__EXTRACT__
But I think at least so far already, and that aside, all anarchism aside, this is at least, to me, a very useful take on democratic elections for what they're worth.
And that is that they can be, in a sense, a check on the very worst sort of individual abuses of power by people within the institutions.
I don't have much faith in them to actually change the policies or change the institutions.
But if you have one real bad SOB judge or something or a sheriff or a state rep or whatever, that at least there is the possibility for people to make those sort of marginal adjustments for what they're worth.
And in some cases, it's worth a lot when it comes to individuals and the consequences of these people's actions.
But that's it.
That, to me, is a properly cynical take, that there's the opportunity for a mild check on the very fringes in the hands of the public.
But at best, that's it.
That's the best you could ever hope for is that.
It's too high an abstraction because we've got to remember one more thing.
We're methodological individualists here.
When I wake up on election day and I'm just trying to decide what to do, I really can't decide and make my calculation based on, oh, we the people can get rid of an abusive judge or a particularly horrible congressman because I only have one vote.
So I have to decide whether, what are the chances that my one vote is going to make that difference?
People will say, well, what if everybody thought that way?
When I say I don't vote, people say, what if everybody thought that way?
Well, the point is, not everybody thinks that way.
When I wake up in the morning, what I do is not going to have any influence on what anyone else does.
It's like if I stayed home and then tens of thousands or hundreds of thousands of people stayed home because I'm staying home, that'd be a different world and I'd think differently in those circumstances.
But that's not how the world works.
I have to decide what effect will my action and my action alone cause.
And so even though if we could all get together and agree to vote against Smith because he's particularly bad, that's a hypothetical world we don't live in.
And so even if a whole bunch of people want to get rid of Smith and he's going to lose, let's say, let's say somehow we know there are enough votes to make him lose.

Dataset rows
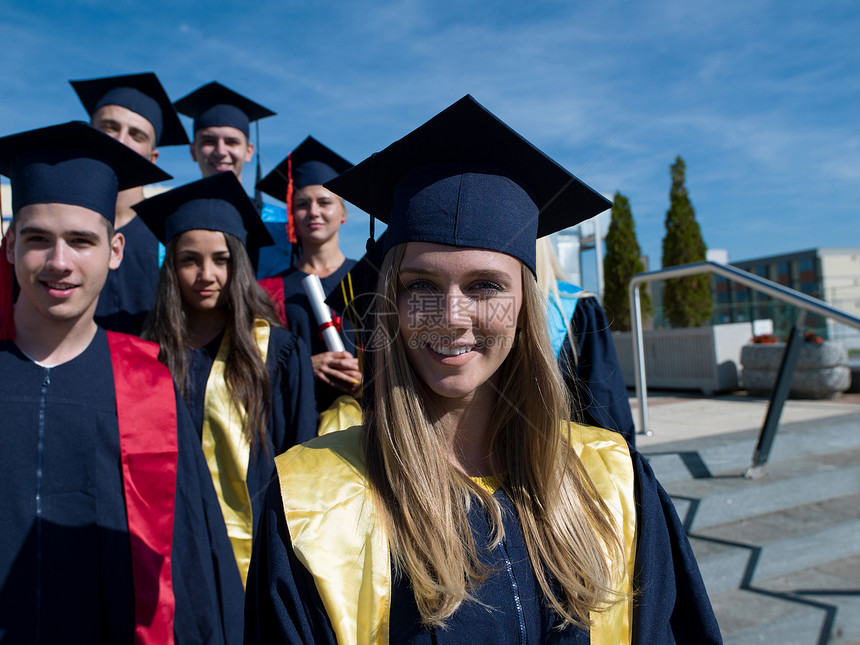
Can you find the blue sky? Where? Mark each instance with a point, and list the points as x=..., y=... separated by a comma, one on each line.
x=761, y=98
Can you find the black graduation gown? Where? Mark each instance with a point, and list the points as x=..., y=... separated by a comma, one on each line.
x=671, y=606
x=65, y=554
x=129, y=292
x=302, y=322
x=294, y=417
x=595, y=378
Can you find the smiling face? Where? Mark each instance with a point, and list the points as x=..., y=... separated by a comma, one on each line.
x=62, y=254
x=458, y=313
x=127, y=127
x=202, y=269
x=318, y=213
x=221, y=148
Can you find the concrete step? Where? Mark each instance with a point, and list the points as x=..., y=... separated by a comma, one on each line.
x=706, y=502
x=749, y=618
x=811, y=606
x=739, y=554
x=731, y=453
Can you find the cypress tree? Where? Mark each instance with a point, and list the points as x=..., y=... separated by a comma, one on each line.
x=687, y=302
x=622, y=261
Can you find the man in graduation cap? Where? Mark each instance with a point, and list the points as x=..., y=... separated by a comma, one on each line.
x=222, y=122
x=111, y=528
x=133, y=109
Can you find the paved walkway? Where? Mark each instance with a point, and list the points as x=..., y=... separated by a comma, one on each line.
x=674, y=416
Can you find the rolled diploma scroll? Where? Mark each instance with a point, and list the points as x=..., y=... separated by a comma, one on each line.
x=322, y=312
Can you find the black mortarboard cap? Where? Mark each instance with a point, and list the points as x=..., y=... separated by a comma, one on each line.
x=214, y=105
x=309, y=164
x=466, y=179
x=215, y=203
x=140, y=93
x=72, y=163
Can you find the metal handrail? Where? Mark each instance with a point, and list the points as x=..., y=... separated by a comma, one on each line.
x=757, y=283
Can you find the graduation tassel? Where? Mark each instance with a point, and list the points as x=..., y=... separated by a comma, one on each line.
x=7, y=280
x=291, y=223
x=258, y=194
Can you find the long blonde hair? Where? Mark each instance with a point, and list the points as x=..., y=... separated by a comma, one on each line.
x=424, y=501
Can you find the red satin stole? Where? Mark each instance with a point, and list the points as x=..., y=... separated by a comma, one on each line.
x=146, y=413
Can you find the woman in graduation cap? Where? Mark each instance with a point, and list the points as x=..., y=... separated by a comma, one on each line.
x=468, y=508
x=248, y=383
x=314, y=217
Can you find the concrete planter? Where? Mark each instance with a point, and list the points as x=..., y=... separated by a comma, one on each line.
x=698, y=358
x=822, y=370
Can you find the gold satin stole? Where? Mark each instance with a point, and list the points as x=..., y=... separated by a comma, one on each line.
x=227, y=450
x=335, y=534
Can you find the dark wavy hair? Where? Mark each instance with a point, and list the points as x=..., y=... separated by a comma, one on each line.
x=246, y=375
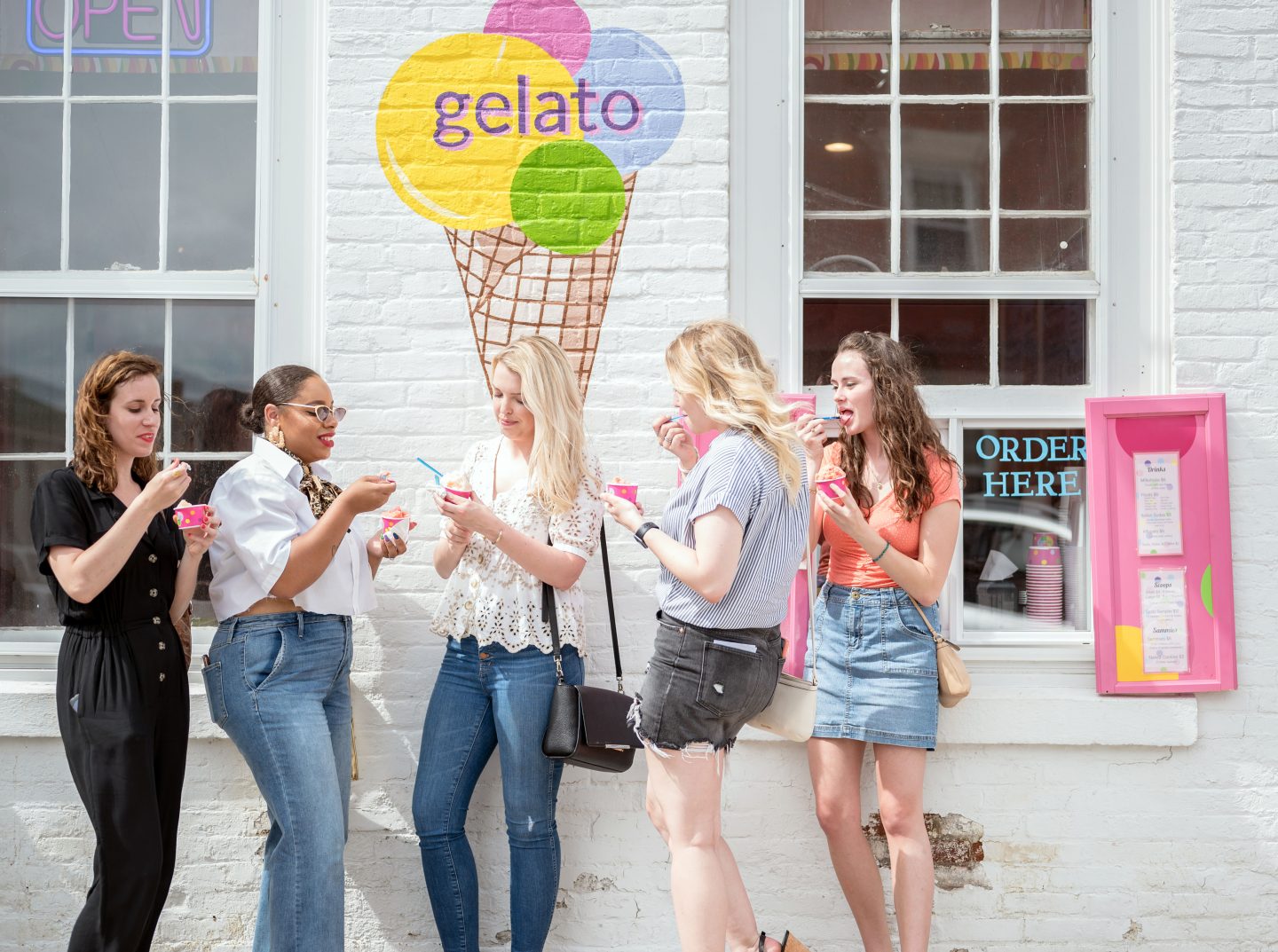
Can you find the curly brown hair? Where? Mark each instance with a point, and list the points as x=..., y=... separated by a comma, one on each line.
x=909, y=435
x=93, y=458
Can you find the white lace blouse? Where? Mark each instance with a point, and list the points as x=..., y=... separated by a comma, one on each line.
x=490, y=597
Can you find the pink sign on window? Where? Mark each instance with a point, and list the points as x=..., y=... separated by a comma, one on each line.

__STATED EXERCISE__
Return the full passage on voting in democratic elections word for word.

__SOLVED PROBLEM__
But I think at least so far already, and that aside, all anarchism aside, this is at least, to me, a very useful take on democratic elections for what they're worth.
And that is that they can be, in a sense, a check on the very worst sort of individual abuses of power by people within the institutions.
I don't have much faith in them to actually change the policies or change the institutions.
But if you have one real bad SOB judge or something or a sheriff or a state rep or whatever, that at least there is the possibility for people to make those sort of marginal adjustments for what they're worth.
And in some cases, it's worth a lot when it comes to individuals and the consequences of these people's actions.
But that's it.
That, to me, is a properly cynical take, that there's the opportunity for a mild check on the very fringes in the hands of the public.
But at best, that's it.
That's the best you could ever hope for is that.
It's too high an abstraction because we've got to remember one more thing.
We're methodological individualists here.
When I wake up on election day and I'm just trying to decide what to do, I really can't decide and make my calculation based on, oh, we the people can get rid of an abusive judge or a particularly horrible congressman because I only have one vote.
So I have to decide whether, what are the chances that my one vote is going to make that difference?
People will say, well, what if everybody thought that way?
When I say I don't vote, people say, what if everybody thought that way?
Well, the point is, not everybody thinks that way.
When I wake up in the morning, what I do is not going to have any influence on what anyone else does.
It's like if I stayed home and then tens of thousands or hundreds of thousands of people stayed home because I'm staying home, that'd be a different world and I'd think differently in those circumstances.
But that's not how the world works.
I have to decide what effect will my action and my action alone cause.
And so even though if we could all get together and agree to vote against Smith because he's particularly bad, that's a hypothetical world we don't live in.
And so even if a whole bunch of people want to get rid of Smith and he's going to lose, let's say, let's say somehow we know there are enough votes to make him lose.